■ **Text shown**:
================================

So what I'm suggesting is to think about the fact that lots of successful people invest and trade in lots of different ways.  Different reasons for buying, for selling, for holding period, for risk management etc.  Now make it your educational pursuit to find out _a little_ about those various ways.

You're already aware of finance and investing generally, and now you're narrowing to the stock market.  Okay, so go and quickly learn the basics (what is a share, why do companies list, what does ex-dividend mean).  I mean go and get a quick intro guide.  Might as well invest a couple hours into the basics.
Even take a short detour into other asset classes.  What about commodities (and futures?)  Forex?  Again, quick intro stuff to get your bearings.

Now the fun stuff.

Realising that lots of people are successful via different means, go and find some educational material (but not too much) on various methods.
Maybe go and research amazon to find out a list of 10 books that are real market classics of various schools of thought (value investing, trend following, technical analysis, fundamental analysis, statistical approaches, psychology of trading, money management etc).
And after a few classics by the well known authors, maybe a few others here and there (Aussie authors, books in a certain area that you find interesting).

Great!

================================

■ **Records provided**:
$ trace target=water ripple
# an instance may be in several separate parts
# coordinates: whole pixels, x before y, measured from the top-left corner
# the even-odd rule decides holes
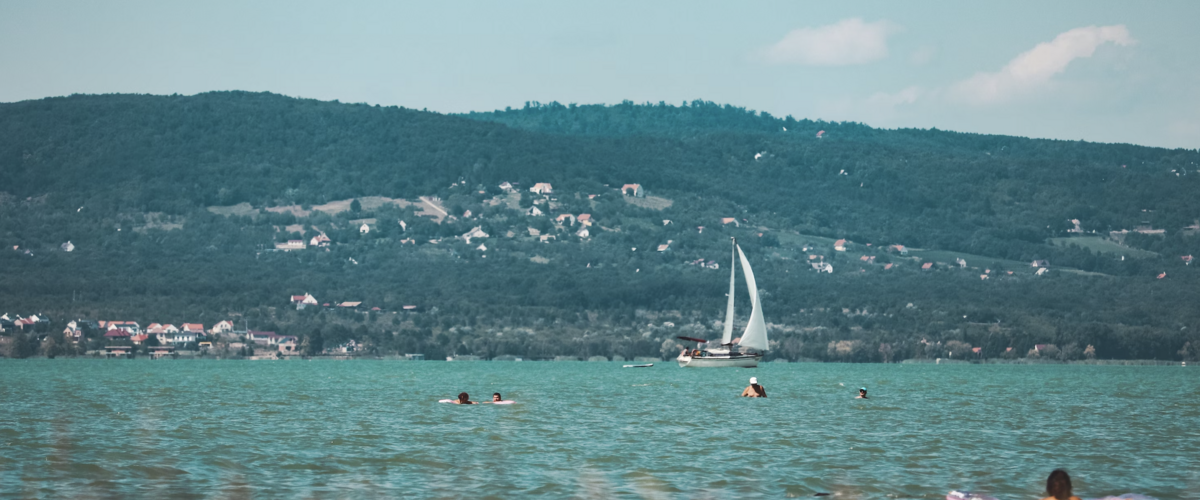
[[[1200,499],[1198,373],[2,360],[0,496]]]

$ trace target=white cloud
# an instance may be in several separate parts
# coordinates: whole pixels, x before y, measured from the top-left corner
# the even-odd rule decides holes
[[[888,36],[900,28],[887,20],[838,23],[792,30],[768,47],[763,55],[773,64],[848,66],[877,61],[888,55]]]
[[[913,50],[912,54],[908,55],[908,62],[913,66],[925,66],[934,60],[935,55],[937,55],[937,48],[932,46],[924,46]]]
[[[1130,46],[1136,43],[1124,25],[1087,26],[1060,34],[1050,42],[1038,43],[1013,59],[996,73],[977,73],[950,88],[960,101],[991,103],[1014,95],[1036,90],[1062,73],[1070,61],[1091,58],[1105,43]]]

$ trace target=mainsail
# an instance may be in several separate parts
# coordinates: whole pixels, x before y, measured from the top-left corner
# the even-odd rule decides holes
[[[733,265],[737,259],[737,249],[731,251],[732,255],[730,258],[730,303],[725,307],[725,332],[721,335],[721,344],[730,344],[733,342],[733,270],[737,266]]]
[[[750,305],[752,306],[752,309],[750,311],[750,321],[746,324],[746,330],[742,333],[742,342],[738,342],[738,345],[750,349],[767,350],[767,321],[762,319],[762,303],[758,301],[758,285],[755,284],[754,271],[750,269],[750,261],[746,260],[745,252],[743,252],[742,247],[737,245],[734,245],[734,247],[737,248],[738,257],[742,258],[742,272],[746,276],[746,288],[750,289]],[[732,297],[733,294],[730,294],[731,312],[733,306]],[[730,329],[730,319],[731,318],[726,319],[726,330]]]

================================

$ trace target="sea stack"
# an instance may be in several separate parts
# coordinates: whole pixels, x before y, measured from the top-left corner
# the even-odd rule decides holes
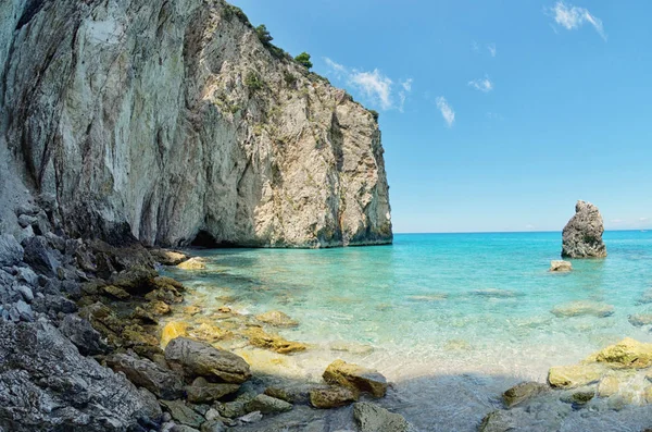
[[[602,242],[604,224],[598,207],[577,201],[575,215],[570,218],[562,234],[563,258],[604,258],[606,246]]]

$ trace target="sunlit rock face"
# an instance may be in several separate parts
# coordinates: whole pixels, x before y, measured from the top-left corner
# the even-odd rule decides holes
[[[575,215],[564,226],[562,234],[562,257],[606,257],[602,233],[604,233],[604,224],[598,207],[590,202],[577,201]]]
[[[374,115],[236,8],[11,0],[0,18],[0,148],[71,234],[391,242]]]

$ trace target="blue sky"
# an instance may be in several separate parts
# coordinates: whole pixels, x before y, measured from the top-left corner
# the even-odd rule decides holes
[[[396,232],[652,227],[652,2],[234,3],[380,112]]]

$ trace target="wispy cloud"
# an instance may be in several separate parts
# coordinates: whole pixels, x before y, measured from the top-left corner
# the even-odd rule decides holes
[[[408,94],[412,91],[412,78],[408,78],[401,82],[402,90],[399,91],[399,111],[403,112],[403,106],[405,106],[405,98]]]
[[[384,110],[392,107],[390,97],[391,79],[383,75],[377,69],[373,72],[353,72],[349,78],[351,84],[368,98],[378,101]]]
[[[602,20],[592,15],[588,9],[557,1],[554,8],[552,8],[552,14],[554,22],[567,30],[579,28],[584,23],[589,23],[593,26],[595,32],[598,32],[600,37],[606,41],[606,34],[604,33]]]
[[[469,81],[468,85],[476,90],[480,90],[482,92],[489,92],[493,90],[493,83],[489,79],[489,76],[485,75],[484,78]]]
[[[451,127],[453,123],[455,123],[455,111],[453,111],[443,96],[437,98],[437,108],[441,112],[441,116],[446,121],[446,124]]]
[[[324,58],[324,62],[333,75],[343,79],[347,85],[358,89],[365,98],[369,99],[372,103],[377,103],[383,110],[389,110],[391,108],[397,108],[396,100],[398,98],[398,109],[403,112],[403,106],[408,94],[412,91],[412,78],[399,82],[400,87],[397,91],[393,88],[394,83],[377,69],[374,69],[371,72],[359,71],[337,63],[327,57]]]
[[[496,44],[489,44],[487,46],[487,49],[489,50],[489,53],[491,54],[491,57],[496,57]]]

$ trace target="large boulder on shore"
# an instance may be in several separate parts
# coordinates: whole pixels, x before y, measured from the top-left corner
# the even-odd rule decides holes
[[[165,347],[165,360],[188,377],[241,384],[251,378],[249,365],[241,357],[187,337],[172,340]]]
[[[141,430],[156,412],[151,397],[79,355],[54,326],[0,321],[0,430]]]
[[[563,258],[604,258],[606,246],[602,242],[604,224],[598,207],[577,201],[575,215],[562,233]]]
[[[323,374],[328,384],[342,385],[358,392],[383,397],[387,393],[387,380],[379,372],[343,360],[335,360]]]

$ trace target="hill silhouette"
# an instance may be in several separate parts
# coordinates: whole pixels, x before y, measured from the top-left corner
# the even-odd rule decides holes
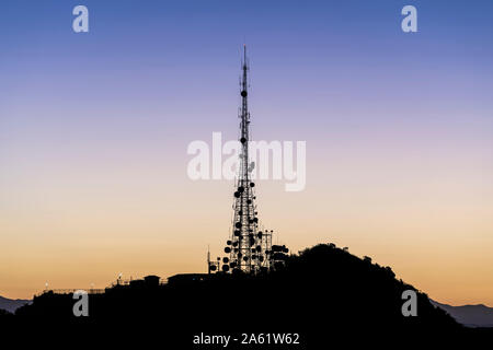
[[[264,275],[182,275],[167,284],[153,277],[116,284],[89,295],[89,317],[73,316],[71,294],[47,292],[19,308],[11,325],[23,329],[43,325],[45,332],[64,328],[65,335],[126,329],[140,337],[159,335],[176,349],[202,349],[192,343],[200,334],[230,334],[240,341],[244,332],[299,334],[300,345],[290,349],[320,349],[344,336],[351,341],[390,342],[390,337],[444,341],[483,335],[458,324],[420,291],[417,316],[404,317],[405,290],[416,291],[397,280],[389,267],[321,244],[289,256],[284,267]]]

================================

In the investing advice text, how many market classics does the writer suggest listing by researching amazon? Rely only on the investing advice text.

■ **Result of the exercise**:
Ten books.